_ABOUT THIS EXERCISE:_
Print the records again, character for character.

##### RECORD EXTRACTS #####

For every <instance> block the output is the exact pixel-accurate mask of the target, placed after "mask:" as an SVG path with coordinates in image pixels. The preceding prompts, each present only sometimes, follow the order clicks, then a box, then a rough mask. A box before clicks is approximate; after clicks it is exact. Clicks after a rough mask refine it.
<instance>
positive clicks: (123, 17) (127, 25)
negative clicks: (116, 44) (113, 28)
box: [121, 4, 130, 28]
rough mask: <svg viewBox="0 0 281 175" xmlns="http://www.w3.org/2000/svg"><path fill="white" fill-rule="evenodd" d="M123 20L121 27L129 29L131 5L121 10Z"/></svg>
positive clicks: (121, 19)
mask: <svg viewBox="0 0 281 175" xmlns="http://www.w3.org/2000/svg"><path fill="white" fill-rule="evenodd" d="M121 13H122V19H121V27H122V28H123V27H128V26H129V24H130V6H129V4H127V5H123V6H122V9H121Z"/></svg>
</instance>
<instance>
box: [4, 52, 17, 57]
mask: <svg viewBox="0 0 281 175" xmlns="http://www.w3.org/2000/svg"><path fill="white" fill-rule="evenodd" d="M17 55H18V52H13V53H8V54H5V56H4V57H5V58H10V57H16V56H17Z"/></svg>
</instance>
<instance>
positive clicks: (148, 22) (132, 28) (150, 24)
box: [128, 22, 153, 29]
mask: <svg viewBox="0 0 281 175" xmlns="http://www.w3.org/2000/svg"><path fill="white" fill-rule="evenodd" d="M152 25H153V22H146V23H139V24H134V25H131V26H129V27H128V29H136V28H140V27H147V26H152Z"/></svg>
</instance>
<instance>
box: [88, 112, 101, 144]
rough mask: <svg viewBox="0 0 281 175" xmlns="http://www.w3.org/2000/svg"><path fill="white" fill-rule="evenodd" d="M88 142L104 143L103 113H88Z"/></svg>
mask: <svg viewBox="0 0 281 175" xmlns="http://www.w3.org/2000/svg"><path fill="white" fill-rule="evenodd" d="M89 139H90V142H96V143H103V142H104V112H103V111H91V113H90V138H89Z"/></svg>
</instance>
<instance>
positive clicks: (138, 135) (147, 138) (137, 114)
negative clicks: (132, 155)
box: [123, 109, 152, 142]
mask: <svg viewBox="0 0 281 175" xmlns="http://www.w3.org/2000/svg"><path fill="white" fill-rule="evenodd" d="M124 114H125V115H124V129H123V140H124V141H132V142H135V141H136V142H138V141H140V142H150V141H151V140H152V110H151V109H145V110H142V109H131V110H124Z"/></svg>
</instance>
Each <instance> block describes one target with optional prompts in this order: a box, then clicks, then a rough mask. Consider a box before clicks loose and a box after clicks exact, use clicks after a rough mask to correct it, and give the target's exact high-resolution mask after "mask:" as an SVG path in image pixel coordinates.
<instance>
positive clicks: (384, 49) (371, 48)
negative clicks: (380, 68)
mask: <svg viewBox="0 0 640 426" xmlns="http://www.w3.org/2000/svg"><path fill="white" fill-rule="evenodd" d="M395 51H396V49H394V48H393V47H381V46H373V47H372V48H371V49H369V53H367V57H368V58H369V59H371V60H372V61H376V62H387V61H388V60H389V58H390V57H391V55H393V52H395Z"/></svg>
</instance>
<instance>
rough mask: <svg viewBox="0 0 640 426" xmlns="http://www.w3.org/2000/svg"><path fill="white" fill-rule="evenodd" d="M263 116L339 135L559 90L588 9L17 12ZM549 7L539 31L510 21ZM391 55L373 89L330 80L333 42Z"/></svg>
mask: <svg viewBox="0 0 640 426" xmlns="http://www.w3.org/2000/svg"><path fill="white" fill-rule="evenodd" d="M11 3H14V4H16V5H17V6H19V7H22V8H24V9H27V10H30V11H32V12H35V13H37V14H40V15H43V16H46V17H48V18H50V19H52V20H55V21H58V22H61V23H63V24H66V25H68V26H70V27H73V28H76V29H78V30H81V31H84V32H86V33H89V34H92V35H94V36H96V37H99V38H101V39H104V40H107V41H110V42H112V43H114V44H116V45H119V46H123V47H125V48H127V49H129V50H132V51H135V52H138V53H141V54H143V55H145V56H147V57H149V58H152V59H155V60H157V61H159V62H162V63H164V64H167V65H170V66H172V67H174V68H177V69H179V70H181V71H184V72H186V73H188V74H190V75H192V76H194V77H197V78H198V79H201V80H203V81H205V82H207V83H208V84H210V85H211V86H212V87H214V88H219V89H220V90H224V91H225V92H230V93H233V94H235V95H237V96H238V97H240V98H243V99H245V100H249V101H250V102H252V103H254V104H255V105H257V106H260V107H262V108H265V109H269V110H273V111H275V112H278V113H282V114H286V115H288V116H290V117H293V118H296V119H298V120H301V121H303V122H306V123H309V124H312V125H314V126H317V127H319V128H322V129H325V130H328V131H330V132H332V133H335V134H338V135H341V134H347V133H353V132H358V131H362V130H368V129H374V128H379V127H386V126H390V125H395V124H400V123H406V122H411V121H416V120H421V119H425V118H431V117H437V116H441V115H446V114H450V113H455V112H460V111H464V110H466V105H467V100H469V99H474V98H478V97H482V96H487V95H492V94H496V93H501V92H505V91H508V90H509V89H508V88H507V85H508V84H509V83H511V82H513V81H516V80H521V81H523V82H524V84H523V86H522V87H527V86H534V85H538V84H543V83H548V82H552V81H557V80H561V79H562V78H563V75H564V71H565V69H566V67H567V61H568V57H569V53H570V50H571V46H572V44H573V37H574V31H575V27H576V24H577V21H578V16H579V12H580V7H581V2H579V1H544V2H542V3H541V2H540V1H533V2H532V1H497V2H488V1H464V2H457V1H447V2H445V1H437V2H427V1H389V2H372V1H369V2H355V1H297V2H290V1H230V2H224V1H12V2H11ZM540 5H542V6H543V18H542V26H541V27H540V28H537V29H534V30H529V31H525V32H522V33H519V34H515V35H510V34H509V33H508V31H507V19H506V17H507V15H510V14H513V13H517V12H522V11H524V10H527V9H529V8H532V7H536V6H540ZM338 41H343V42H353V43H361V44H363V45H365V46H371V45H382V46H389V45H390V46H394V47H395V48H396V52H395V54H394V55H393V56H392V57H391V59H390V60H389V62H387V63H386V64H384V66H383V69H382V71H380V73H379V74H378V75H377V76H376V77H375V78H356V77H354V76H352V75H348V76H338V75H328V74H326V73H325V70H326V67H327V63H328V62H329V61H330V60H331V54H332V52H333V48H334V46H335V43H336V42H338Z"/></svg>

#####

_YOUR SOLUTION:_
For every <instance> block the output is the exact pixel-accurate mask of the target, placed after "mask:" as an SVG path with coordinates in image pixels. The preceding prompts, each present only sometimes, follow the order clicks, then a box, then a rough mask. A box before clicks is approximate; after clicks it is exact. Clicks after a rough mask refine it.
<instance>
positive clicks: (123, 17) (127, 25)
negative clicks: (116, 44) (113, 28)
box: [121, 4, 130, 28]
rough mask: <svg viewBox="0 0 281 175" xmlns="http://www.w3.org/2000/svg"><path fill="white" fill-rule="evenodd" d="M123 20L121 27L129 29L131 5L121 10Z"/></svg>
positive clicks: (121, 19)
mask: <svg viewBox="0 0 281 175" xmlns="http://www.w3.org/2000/svg"><path fill="white" fill-rule="evenodd" d="M121 13H122V19H121V27H122V28H123V27H128V26H129V24H130V6H129V4H127V5H123V6H122V9H121Z"/></svg>
</instance>
<instance>
box: [4, 52, 17, 57]
mask: <svg viewBox="0 0 281 175" xmlns="http://www.w3.org/2000/svg"><path fill="white" fill-rule="evenodd" d="M17 55H18V52H13V53H8V54H5V56H4V57H5V58H10V57H16V56H17Z"/></svg>
</instance>
<instance>
positive clicks: (148, 22) (132, 28) (150, 24)
box: [128, 22, 153, 29]
mask: <svg viewBox="0 0 281 175" xmlns="http://www.w3.org/2000/svg"><path fill="white" fill-rule="evenodd" d="M152 25H153V22H146V23H139V24H134V25H131V26H129V27H128V29H136V28H140V27H147V26H152Z"/></svg>
</instance>
<instance>
box: [88, 112, 101, 144]
rough mask: <svg viewBox="0 0 281 175" xmlns="http://www.w3.org/2000/svg"><path fill="white" fill-rule="evenodd" d="M88 142L104 143L103 113H88Z"/></svg>
mask: <svg viewBox="0 0 281 175" xmlns="http://www.w3.org/2000/svg"><path fill="white" fill-rule="evenodd" d="M89 139H90V142H96V143H103V142H104V112H103V111H91V113H90V138H89Z"/></svg>
</instance>
<instance>
positive clicks: (138, 135) (147, 138) (137, 114)
negative clicks: (132, 155)
box: [123, 109, 152, 142]
mask: <svg viewBox="0 0 281 175" xmlns="http://www.w3.org/2000/svg"><path fill="white" fill-rule="evenodd" d="M124 114H125V115H124V129H123V140H124V141H132V142H135V141H136V142H138V141H140V142H150V141H151V140H152V110H151V109H145V110H142V109H131V110H124Z"/></svg>
</instance>
Each <instance> block describes one target with optional prompts in this order: a box, then clicks, then a rough mask. Consider a box before clicks loose and a box after clicks exact, use clicks after a rough mask to correct it, and give the target's exact high-resolution mask after "mask:" as an SVG path in image pixel coordinates.
<instance>
positive clicks: (384, 49) (371, 48)
negative clicks: (380, 68)
mask: <svg viewBox="0 0 640 426" xmlns="http://www.w3.org/2000/svg"><path fill="white" fill-rule="evenodd" d="M395 51H396V49H394V48H393V47H381V46H373V47H372V48H371V49H369V53H367V57H368V58H369V59H371V60H372V61H376V62H387V61H388V60H389V58H390V57H391V55H393V52H395Z"/></svg>
</instance>
<instance>
rough mask: <svg viewBox="0 0 640 426" xmlns="http://www.w3.org/2000/svg"><path fill="white" fill-rule="evenodd" d="M263 116L339 135L559 90L588 9L17 12ZM549 7L539 31L510 21ZM391 55L373 89L330 80L333 42Z"/></svg>
mask: <svg viewBox="0 0 640 426" xmlns="http://www.w3.org/2000/svg"><path fill="white" fill-rule="evenodd" d="M11 3H14V4H16V5H17V6H19V7H22V8H24V9H27V10H30V11H32V12H35V13H37V14H40V15H43V16H46V17H48V18H50V19H52V20H55V21H58V22H61V23H63V24H66V25H68V26H70V27H73V28H76V29H78V30H81V31H84V32H86V33H89V34H92V35H94V36H96V37H99V38H101V39H104V40H107V41H110V42H112V43H114V44H116V45H119V46H123V47H125V48H127V49H129V50H132V51H135V52H138V53H141V54H143V55H145V56H147V57H149V58H152V59H155V60H157V61H159V62H162V63H164V64H167V65H170V66H172V67H174V68H177V69H179V70H181V71H184V72H186V73H188V74H190V75H192V76H194V77H197V78H198V79H201V80H203V81H205V82H207V83H208V84H210V85H211V86H212V87H214V88H219V89H220V90H224V91H225V92H230V93H233V94H235V95H237V96H238V97H240V98H243V99H245V100H249V101H250V102H252V103H254V104H255V105H257V106H260V107H262V108H265V109H269V110H273V111H275V112H278V113H282V114H286V115H288V116H290V117H293V118H296V119H298V120H301V121H303V122H306V123H309V124H312V125H314V126H317V127H319V128H322V129H325V130H328V131H330V132H332V133H335V134H338V135H341V134H347V133H353V132H358V131H362V130H368V129H374V128H379V127H386V126H390V125H395V124H400V123H406V122H411V121H416V120H421V119H425V118H431V117H437V116H441V115H446V114H450V113H455V112H460V111H464V110H466V105H467V100H469V99H474V98H478V97H482V96H487V95H492V94H496V93H501V92H505V91H508V90H509V89H508V88H507V85H508V84H509V83H511V82H513V81H516V80H521V81H523V82H524V84H523V86H522V87H527V86H534V85H538V84H543V83H548V82H552V81H557V80H561V79H562V78H563V75H564V71H565V69H566V67H567V61H568V57H569V53H570V50H571V46H572V44H573V37H574V31H575V27H576V24H577V21H578V16H579V12H580V7H581V2H579V1H544V2H542V3H541V2H540V1H533V2H532V1H497V2H488V1H464V2H457V1H447V2H445V1H437V2H427V1H389V2H372V1H369V2H355V1H297V2H290V1H230V2H224V1H12V2H11ZM540 5H542V6H543V18H542V26H541V27H540V28H537V29H534V30H529V31H525V32H522V33H519V34H515V35H510V34H509V33H508V31H507V19H506V17H507V15H510V14H513V13H517V12H522V11H524V10H527V9H529V8H532V7H536V6H540ZM338 41H343V42H353V43H361V44H363V45H365V46H371V45H382V46H389V45H390V46H394V47H395V48H396V52H395V54H394V55H393V56H392V57H391V59H390V60H389V62H387V63H386V64H384V66H383V69H382V71H380V73H379V74H378V75H377V76H376V77H375V78H356V77H354V76H352V75H348V76H338V75H328V74H326V73H325V70H326V67H327V63H328V62H329V61H330V60H331V54H332V52H333V48H334V46H335V43H336V42H338Z"/></svg>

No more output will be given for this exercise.